*Page:*
No, behind that door is not the rest of the apartment. Behind that door is a triangular blue-tiled bathroom, complete with a triangular blue-tiled shower. It’s a good thing you’re thin; otherwise you might not be very clean, if it were you who had lived in this apartment.

But you didn’t live here. She did. This was the first apartment she looked at, and she signed a year lease – her first lease of any kind. She was charmed by the woodburning fireplace. She was charmed by the miniature refrigerator and the two-burner stove and the tiny sink. She was charmed by the wardrobe, and the black and white tiled floor, and the big window that looked out on the street. She liked the fact that it was one block from the subway, and three blocks from the garden, and three blocks from the river.

She imagined sitting in front of that window typing the student papers that would pay the rent. She imagined her friends walking by her window on their way to the garden, or 7-11, or the ice cream store, and she imagined them tapping on her window – it was street level – and calling in to see if she was there. She imagined that if she wasn’t too busy, she would put on her shoes and run out and go with them wherever they were going. She imagined that on hot summer nights, if she couldn’t sleep, she would go out in the dark and walk to the river and lie on the grass to feel the breeze.

All this came true.

At night, in front of the fireplace, she unrolled the camping pad she had found on garbage night. If it was a cool night she walked to the 7-11 and bought a Duraflame log and lit it and lay before it watching the blue and yellow and orange Duraflames. She slept in her clothes because she was in a phase where she liked to get up and be instantly ready for the day. No muss, no fuss. One night she woke to find that her white shirt was slowly burning up. But she was wearing a tee-shirt underneath. Phew. No harm done.

*Short problem a:* Translate this sentence from the apartment passage into Spanish: "She was charmed by the woodburning fireplace."
The text and the entries have no connection to each other.

*Record excerpts:*
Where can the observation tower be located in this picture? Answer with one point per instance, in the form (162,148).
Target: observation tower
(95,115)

--

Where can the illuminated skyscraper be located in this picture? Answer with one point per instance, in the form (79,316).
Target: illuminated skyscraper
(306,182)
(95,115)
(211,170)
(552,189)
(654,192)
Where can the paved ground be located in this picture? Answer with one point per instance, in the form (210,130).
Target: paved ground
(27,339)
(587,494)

==

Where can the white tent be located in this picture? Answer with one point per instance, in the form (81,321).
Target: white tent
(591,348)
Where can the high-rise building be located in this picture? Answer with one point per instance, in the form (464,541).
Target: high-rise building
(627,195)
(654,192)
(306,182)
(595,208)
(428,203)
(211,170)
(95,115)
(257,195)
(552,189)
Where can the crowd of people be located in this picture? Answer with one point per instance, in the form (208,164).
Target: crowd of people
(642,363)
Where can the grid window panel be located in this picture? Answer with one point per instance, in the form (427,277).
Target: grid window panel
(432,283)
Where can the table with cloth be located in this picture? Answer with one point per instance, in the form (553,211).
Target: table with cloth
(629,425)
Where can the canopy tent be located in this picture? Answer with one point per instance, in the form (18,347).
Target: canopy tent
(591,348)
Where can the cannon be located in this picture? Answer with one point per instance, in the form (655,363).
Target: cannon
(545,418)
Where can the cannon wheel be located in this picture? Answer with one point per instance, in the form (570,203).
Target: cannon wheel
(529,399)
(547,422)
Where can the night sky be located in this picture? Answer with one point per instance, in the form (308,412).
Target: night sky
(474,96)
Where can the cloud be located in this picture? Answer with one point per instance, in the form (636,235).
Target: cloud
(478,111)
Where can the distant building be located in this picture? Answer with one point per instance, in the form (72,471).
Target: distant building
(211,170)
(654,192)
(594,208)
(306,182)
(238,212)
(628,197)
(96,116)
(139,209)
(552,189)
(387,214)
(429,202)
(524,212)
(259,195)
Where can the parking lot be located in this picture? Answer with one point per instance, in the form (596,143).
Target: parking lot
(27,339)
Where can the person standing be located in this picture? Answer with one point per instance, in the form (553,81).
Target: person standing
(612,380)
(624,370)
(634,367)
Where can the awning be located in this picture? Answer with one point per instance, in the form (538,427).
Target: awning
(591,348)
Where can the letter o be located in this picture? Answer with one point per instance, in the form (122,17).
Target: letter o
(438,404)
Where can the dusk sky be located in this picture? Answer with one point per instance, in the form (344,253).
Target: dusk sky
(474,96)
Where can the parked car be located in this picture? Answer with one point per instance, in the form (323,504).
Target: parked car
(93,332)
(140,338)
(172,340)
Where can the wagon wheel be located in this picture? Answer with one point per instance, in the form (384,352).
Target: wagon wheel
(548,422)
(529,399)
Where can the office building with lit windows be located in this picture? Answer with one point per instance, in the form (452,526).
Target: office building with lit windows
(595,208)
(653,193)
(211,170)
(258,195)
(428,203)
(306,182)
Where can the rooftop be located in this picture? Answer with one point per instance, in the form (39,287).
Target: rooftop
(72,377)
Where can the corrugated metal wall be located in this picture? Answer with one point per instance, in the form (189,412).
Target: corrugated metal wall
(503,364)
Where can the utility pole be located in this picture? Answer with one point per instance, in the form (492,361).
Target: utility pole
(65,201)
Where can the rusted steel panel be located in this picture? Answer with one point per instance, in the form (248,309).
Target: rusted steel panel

*Short problem b:* In the entries, reproduce only the stretch from the line containing "Where can the parked" through the line containing "Target: rusted steel panel", swapping "utility pole" for "telephone pole" and leaving everything else unchanged.

*Worked answer a:* Le encantó la chimenea de leña.

*Worked answer b:*
Where can the parked car be located in this picture? Answer with one point per instance, in the form (323,504).
Target: parked car
(93,332)
(140,338)
(172,340)
Where can the wagon wheel be located in this picture? Answer with one point per instance, in the form (384,352).
Target: wagon wheel
(548,422)
(529,399)
Where can the office building with lit windows be located in this picture? Answer with one point per instance, in the form (452,526).
Target: office building with lit windows
(595,208)
(653,193)
(211,170)
(258,195)
(428,203)
(306,182)
Where can the rooftop be located in this picture? Answer with one point per instance, in the form (39,287).
Target: rooftop
(72,377)
Where can the corrugated metal wall be located in this picture? Answer with one point per instance, in the form (189,412).
Target: corrugated metal wall
(503,364)
Where can the telephone pole be located in this picture? Answer with one point per instance, in the form (492,361).
Target: telephone pole
(65,201)
Where can the rusted steel panel be located in this picture? Answer with one point per instance, in the form (248,309).
Target: rusted steel panel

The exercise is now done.